**Data lines**
______

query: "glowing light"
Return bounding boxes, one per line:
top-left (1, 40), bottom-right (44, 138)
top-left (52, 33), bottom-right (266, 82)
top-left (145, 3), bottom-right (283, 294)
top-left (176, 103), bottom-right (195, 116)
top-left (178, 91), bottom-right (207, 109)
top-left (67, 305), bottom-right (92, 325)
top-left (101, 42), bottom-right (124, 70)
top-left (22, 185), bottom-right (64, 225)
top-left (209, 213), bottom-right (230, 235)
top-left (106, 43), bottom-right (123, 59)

______

**Goal of the exercise**
Locate every line in the rows that contains the word "bottom" and copy each one out.

**Solved problem**
top-left (1, 40), bottom-right (44, 138)
top-left (52, 33), bottom-right (266, 82)
top-left (145, 3), bottom-right (283, 294)
top-left (176, 103), bottom-right (195, 116)
top-left (178, 91), bottom-right (207, 109)
top-left (67, 305), bottom-right (92, 325)
top-left (101, 42), bottom-right (124, 70)
top-left (22, 185), bottom-right (64, 225)
top-left (209, 213), bottom-right (230, 235)
top-left (106, 43), bottom-right (123, 59)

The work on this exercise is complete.